The required output consists solely of the lines from the line containing "each like [270,13]." through the end of the records, copied exactly.

-- start Information provided --

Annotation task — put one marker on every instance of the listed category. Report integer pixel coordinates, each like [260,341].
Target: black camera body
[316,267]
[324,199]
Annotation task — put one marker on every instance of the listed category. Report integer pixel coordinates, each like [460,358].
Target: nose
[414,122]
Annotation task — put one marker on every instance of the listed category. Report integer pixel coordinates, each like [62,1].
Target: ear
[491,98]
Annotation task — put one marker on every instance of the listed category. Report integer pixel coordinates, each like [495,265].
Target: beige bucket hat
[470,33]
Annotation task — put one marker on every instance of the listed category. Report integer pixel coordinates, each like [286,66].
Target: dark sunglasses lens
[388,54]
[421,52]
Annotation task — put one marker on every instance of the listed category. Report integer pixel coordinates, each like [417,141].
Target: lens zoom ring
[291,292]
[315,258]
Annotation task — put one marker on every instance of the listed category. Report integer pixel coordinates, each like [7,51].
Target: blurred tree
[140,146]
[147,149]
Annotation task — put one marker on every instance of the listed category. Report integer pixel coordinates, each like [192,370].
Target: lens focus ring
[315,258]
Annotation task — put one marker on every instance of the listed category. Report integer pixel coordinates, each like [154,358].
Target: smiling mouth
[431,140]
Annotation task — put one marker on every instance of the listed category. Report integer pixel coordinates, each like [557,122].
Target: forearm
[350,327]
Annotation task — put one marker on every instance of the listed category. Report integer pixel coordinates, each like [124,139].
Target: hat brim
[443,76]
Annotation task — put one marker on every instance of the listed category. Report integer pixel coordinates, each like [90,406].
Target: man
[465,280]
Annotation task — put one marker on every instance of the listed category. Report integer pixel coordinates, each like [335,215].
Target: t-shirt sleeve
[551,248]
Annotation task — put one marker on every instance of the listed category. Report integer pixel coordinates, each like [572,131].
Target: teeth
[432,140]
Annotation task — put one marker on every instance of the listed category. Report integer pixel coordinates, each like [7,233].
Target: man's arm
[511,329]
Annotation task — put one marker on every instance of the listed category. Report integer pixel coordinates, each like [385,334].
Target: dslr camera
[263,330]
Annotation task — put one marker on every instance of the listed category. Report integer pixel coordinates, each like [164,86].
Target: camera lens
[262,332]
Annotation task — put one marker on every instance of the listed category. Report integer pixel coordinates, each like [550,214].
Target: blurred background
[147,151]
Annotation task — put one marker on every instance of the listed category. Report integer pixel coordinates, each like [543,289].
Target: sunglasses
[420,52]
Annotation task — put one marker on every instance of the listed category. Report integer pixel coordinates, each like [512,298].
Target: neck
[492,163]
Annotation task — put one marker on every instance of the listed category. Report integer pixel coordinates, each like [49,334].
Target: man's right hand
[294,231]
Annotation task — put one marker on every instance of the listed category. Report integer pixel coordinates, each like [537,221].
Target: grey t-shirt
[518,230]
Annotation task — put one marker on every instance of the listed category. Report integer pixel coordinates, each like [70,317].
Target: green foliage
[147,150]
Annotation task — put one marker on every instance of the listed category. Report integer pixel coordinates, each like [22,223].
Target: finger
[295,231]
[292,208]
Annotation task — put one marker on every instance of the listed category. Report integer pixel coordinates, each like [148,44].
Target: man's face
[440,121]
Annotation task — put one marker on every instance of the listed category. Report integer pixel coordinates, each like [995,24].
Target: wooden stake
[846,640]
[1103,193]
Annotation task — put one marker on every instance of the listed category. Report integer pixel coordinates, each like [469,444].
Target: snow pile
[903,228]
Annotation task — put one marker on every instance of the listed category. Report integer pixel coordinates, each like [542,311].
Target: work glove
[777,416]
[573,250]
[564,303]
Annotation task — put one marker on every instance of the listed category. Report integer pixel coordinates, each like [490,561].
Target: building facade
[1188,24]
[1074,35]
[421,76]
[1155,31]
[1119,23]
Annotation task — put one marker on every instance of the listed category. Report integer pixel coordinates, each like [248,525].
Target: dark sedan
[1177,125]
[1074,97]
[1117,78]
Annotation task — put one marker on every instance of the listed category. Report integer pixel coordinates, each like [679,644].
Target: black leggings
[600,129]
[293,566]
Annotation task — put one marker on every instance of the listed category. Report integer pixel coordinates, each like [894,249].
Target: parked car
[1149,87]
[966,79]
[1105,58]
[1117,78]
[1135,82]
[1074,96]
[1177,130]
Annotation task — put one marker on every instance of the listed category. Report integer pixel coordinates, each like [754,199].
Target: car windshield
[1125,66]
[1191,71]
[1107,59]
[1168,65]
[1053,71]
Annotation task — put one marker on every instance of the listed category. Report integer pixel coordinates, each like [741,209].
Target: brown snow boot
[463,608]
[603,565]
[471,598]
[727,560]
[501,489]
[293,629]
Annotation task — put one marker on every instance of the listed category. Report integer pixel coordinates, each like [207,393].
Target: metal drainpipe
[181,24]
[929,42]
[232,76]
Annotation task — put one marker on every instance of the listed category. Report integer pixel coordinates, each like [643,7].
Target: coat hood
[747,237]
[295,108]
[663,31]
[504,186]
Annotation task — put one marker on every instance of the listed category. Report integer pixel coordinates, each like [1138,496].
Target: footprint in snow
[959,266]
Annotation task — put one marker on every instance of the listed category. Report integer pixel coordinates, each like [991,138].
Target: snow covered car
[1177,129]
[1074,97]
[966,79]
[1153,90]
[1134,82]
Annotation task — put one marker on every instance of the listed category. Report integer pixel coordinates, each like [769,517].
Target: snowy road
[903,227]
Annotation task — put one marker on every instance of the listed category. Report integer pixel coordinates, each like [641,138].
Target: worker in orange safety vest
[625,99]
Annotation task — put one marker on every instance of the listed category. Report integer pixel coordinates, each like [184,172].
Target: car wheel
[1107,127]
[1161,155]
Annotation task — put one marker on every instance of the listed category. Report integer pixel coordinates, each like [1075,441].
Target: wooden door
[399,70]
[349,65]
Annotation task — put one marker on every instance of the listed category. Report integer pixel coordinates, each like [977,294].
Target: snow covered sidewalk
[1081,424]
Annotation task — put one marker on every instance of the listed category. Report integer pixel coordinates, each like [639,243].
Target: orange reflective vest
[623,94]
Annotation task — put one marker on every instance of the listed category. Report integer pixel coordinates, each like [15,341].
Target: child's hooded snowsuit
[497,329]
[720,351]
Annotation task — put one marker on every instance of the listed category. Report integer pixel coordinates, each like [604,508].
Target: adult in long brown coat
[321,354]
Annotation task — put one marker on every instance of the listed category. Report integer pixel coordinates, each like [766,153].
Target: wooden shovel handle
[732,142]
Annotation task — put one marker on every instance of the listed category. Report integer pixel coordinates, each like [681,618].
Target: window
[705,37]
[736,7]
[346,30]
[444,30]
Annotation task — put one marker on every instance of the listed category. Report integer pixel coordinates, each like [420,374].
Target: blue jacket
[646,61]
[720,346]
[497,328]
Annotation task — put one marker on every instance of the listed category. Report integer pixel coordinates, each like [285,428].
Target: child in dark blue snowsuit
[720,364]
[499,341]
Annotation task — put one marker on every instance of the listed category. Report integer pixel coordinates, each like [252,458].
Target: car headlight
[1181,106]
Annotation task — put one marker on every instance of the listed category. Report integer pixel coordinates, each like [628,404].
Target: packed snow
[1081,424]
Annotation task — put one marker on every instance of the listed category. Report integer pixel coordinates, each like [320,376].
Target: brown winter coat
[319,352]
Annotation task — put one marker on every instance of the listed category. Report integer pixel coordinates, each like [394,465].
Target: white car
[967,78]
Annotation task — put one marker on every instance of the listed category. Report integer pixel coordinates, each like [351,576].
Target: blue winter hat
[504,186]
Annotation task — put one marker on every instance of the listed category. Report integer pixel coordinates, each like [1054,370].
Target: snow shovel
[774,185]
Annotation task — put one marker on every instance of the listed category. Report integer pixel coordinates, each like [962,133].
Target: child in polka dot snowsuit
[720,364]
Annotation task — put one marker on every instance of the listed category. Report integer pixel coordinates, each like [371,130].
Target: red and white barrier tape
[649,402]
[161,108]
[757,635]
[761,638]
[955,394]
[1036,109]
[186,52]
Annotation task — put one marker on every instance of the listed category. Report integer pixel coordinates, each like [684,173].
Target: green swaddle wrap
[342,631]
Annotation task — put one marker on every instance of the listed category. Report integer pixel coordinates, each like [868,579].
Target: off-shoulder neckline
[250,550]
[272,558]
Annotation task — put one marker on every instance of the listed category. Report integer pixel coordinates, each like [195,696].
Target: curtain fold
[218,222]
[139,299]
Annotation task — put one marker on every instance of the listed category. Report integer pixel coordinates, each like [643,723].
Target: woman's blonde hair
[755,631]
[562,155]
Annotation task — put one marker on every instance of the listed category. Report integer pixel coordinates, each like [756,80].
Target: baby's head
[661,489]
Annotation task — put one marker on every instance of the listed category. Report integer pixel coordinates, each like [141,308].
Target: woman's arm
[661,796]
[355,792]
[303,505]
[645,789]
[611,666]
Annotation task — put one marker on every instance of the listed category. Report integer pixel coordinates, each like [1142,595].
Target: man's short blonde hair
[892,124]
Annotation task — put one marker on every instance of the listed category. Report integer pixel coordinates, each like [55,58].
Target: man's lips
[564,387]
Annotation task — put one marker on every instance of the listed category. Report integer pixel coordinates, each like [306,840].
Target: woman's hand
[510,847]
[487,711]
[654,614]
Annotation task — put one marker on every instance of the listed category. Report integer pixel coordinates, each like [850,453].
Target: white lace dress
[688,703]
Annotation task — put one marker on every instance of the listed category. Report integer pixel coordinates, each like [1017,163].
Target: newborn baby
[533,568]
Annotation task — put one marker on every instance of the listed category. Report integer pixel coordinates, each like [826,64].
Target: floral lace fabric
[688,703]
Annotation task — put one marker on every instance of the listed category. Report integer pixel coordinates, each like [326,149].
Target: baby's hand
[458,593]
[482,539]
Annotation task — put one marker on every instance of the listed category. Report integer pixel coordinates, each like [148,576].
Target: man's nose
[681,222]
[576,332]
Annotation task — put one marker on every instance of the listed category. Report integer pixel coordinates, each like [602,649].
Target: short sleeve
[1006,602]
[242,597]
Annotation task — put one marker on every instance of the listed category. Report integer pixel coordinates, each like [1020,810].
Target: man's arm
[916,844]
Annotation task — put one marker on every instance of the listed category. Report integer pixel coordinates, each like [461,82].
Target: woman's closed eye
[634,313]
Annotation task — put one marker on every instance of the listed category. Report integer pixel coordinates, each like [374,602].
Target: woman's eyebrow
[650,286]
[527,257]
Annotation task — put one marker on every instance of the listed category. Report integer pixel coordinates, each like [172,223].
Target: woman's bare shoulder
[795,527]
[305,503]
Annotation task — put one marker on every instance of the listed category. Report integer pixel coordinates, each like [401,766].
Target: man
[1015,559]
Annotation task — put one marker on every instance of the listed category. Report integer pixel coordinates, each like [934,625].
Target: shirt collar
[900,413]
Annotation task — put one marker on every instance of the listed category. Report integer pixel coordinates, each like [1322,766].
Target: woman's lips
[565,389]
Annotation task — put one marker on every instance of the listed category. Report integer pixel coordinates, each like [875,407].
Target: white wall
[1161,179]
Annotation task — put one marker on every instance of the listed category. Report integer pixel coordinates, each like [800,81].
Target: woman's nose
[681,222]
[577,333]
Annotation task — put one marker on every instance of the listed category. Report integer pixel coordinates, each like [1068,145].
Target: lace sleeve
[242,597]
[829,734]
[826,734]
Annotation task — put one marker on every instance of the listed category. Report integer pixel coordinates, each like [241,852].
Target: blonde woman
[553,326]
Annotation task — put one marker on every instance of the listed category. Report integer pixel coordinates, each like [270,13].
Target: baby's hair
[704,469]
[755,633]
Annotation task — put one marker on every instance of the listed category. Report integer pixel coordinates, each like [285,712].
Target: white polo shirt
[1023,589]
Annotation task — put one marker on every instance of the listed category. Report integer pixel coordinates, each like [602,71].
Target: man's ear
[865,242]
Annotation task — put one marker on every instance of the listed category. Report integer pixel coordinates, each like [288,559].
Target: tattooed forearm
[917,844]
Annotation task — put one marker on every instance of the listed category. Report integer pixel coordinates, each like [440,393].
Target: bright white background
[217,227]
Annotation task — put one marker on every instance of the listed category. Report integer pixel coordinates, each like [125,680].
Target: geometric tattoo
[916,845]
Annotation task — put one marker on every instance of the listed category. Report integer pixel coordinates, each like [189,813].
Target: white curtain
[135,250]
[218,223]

-- end Information provided --

**Worked solution**
Annotation task — put one marker on every instance of the listed category. Report integer pixel coordinates, each like [270,13].
Target: baby's hair
[704,469]
[755,633]
Annotation task — put one marker on every instance of the listed category. Report integer pixel coordinates, each like [285,712].
Target: white polo shirt
[1023,589]
Annotation task — put one marker on every instance of the listed category. Report integer pixel coordinates, each like [602,71].
Target: man's ear
[865,242]
Annotation task — put one marker on every instance of the listed category. Report integer pixel coordinates, each like [288,559].
Target: tattooed forearm
[917,844]
Annotation task — put one marker on every instance of the listed category. Report integer pixel coordinates, each like [440,393].
Target: bright white background
[217,227]
Annotation task — put one marker on every instance of the listed category. Report integer pixel coordinates, each like [125,680].
Target: geometric tattoo
[916,845]
Annotation task — put one marker on every instance of the listed category. Report integer pixel coordinates, each like [189,813].
Target: white curtain
[135,250]
[218,223]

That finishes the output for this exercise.